• [AIM] Count the lines in the records below that contain the string "dress", with case counting, and give only the number.

═════ DATA LINES ═════

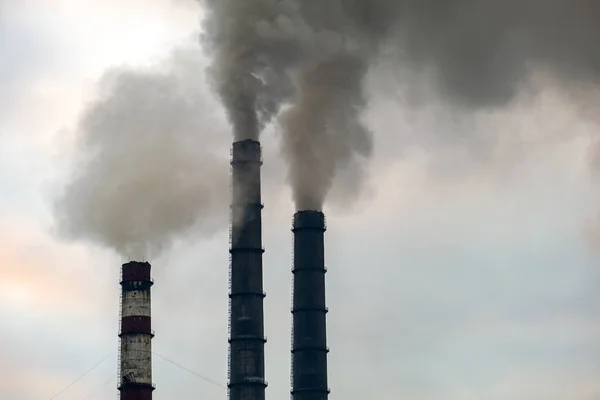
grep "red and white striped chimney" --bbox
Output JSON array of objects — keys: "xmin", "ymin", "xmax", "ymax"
[{"xmin": 119, "ymin": 261, "xmax": 154, "ymax": 400}]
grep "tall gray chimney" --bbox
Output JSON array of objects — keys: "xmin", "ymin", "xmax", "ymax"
[
  {"xmin": 228, "ymin": 140, "xmax": 267, "ymax": 400},
  {"xmin": 291, "ymin": 211, "xmax": 329, "ymax": 400}
]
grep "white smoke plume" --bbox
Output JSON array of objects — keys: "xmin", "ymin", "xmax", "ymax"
[
  {"xmin": 201, "ymin": 0, "xmax": 600, "ymax": 209},
  {"xmin": 55, "ymin": 45, "xmax": 229, "ymax": 260}
]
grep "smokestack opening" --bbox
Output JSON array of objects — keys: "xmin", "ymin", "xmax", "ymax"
[
  {"xmin": 118, "ymin": 261, "xmax": 155, "ymax": 400},
  {"xmin": 291, "ymin": 210, "xmax": 329, "ymax": 400}
]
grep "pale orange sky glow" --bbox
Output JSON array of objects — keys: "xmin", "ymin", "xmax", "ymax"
[{"xmin": 0, "ymin": 0, "xmax": 600, "ymax": 400}]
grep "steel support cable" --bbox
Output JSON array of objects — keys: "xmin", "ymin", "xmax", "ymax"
[
  {"xmin": 152, "ymin": 352, "xmax": 227, "ymax": 389},
  {"xmin": 50, "ymin": 353, "xmax": 112, "ymax": 400},
  {"xmin": 83, "ymin": 374, "xmax": 115, "ymax": 400}
]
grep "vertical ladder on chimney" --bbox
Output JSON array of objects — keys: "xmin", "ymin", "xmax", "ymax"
[
  {"xmin": 289, "ymin": 218, "xmax": 294, "ymax": 398},
  {"xmin": 117, "ymin": 266, "xmax": 123, "ymax": 387},
  {"xmin": 227, "ymin": 164, "xmax": 233, "ymax": 399}
]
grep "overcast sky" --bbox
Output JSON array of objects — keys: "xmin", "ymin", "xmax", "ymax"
[{"xmin": 0, "ymin": 0, "xmax": 600, "ymax": 400}]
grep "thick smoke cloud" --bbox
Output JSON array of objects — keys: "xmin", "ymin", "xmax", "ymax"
[
  {"xmin": 204, "ymin": 0, "xmax": 600, "ymax": 208},
  {"xmin": 55, "ymin": 46, "xmax": 229, "ymax": 259}
]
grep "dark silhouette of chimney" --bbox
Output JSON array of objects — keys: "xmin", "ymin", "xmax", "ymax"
[
  {"xmin": 291, "ymin": 211, "xmax": 329, "ymax": 400},
  {"xmin": 119, "ymin": 261, "xmax": 154, "ymax": 400},
  {"xmin": 228, "ymin": 140, "xmax": 267, "ymax": 400}
]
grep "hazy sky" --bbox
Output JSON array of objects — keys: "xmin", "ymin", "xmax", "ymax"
[{"xmin": 0, "ymin": 0, "xmax": 600, "ymax": 400}]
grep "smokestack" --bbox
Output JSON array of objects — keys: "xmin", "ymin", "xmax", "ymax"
[
  {"xmin": 291, "ymin": 211, "xmax": 329, "ymax": 400},
  {"xmin": 228, "ymin": 140, "xmax": 267, "ymax": 400},
  {"xmin": 119, "ymin": 261, "xmax": 154, "ymax": 400}
]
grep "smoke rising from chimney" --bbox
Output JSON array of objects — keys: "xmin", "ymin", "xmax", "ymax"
[
  {"xmin": 201, "ymin": 0, "xmax": 600, "ymax": 209},
  {"xmin": 55, "ymin": 45, "xmax": 230, "ymax": 260}
]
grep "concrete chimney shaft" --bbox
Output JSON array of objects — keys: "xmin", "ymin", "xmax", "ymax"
[
  {"xmin": 119, "ymin": 261, "xmax": 154, "ymax": 400},
  {"xmin": 291, "ymin": 211, "xmax": 329, "ymax": 400},
  {"xmin": 228, "ymin": 140, "xmax": 267, "ymax": 400}
]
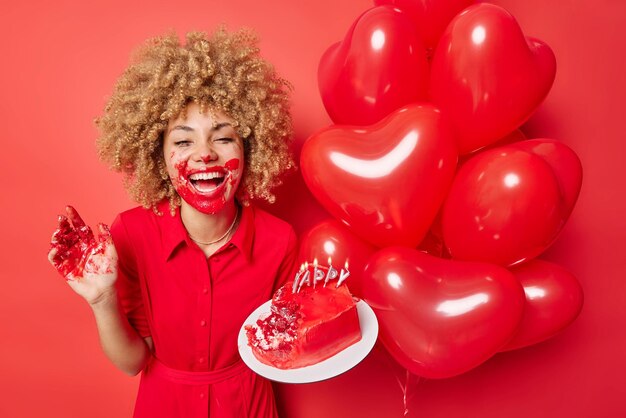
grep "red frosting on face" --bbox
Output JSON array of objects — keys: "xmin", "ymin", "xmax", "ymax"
[{"xmin": 172, "ymin": 158, "xmax": 241, "ymax": 214}]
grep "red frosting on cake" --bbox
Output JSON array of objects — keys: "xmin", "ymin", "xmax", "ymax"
[{"xmin": 246, "ymin": 282, "xmax": 361, "ymax": 369}]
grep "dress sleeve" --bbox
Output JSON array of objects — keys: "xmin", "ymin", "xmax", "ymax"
[
  {"xmin": 111, "ymin": 215, "xmax": 151, "ymax": 338},
  {"xmin": 272, "ymin": 227, "xmax": 298, "ymax": 294}
]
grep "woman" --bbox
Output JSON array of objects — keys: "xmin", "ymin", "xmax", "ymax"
[{"xmin": 48, "ymin": 29, "xmax": 296, "ymax": 418}]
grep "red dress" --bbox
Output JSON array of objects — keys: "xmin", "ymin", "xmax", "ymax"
[{"xmin": 111, "ymin": 203, "xmax": 296, "ymax": 418}]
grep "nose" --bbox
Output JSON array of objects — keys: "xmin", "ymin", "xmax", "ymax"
[{"xmin": 197, "ymin": 144, "xmax": 218, "ymax": 164}]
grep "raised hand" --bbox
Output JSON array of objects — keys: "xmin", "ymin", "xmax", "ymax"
[{"xmin": 48, "ymin": 206, "xmax": 117, "ymax": 303}]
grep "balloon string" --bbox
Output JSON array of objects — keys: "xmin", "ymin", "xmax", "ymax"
[{"xmin": 396, "ymin": 369, "xmax": 420, "ymax": 417}]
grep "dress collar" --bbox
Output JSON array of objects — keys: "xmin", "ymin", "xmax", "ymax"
[{"xmin": 155, "ymin": 201, "xmax": 254, "ymax": 262}]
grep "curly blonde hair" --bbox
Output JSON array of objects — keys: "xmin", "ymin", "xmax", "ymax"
[{"xmin": 96, "ymin": 28, "xmax": 294, "ymax": 211}]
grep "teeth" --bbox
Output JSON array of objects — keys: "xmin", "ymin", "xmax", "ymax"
[{"xmin": 189, "ymin": 171, "xmax": 224, "ymax": 180}]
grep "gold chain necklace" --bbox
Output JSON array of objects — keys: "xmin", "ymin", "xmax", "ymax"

═════

• [RESPONSE] 3